_STATED PROBLEM_
Write each record again exactly as it stands.
─── RECORDS TO USE ───
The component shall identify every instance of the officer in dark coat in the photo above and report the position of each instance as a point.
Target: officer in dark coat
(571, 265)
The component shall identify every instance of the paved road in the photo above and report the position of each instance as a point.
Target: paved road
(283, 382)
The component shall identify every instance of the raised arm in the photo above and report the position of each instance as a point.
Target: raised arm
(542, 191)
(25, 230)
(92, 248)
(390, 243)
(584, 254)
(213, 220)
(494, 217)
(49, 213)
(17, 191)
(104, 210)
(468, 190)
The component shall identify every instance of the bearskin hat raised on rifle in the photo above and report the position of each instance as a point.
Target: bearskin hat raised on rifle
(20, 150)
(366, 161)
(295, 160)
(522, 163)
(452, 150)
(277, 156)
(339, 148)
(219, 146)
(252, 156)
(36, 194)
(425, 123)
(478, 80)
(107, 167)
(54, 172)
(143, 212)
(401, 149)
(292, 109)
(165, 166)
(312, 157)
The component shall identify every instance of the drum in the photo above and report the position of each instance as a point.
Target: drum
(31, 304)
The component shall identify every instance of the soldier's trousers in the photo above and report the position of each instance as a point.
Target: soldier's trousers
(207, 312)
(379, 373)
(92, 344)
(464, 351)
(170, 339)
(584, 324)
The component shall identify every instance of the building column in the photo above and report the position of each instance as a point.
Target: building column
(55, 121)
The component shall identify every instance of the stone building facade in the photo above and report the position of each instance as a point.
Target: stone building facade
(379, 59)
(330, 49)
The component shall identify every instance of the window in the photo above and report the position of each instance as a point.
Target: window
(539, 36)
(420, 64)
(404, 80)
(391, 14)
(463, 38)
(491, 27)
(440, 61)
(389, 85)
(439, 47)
───
_COMPLETE ANSWER_
The component shall identify every instance of the officer in dark coat in the photo above and report the position of each instance as a point.
Target: officer in dark coat
(571, 265)
The component shall identify every instance of the paved road in the photo above and report the position of each instance as a point.
Target: paved road
(283, 382)
The component shall identify every instance of the raised arm in the photo above and report the position of each instance as a point.
Target: raised arm
(542, 191)
(25, 230)
(92, 248)
(390, 243)
(584, 254)
(213, 220)
(494, 217)
(49, 213)
(17, 191)
(104, 210)
(468, 190)
The component shall identify every instance of the bearskin hat raised on rifle in the photo above and report the position of each instance as a point.
Target: bearskin hat raised on rifle
(20, 150)
(366, 161)
(295, 160)
(522, 163)
(452, 150)
(277, 156)
(339, 148)
(219, 146)
(252, 156)
(36, 194)
(425, 123)
(478, 80)
(107, 167)
(54, 172)
(143, 212)
(401, 149)
(292, 109)
(165, 166)
(312, 157)
The component shall identify every instance of the drum in the photo above and report the position of each instance as a point.
Target: drum
(31, 304)
The component shall identify every instance of the soldier's trousers in the photo above and report the position of each instance as a point.
Target: soldier's trousers
(207, 312)
(379, 373)
(92, 344)
(464, 351)
(170, 339)
(584, 324)
The component shall identify every instance of the building column in the photo above and report the position of each instance as a point.
Target: building column
(55, 121)
The component shall identify every instance of the stone building facade in the photo above and report the position of each instance as a point.
Target: stone building facade
(379, 59)
(330, 49)
The component shall identify every instance of the window in the photo above and report the position of each instance as a point.
Target: window
(539, 36)
(420, 64)
(404, 80)
(391, 14)
(463, 38)
(491, 27)
(440, 61)
(389, 85)
(439, 47)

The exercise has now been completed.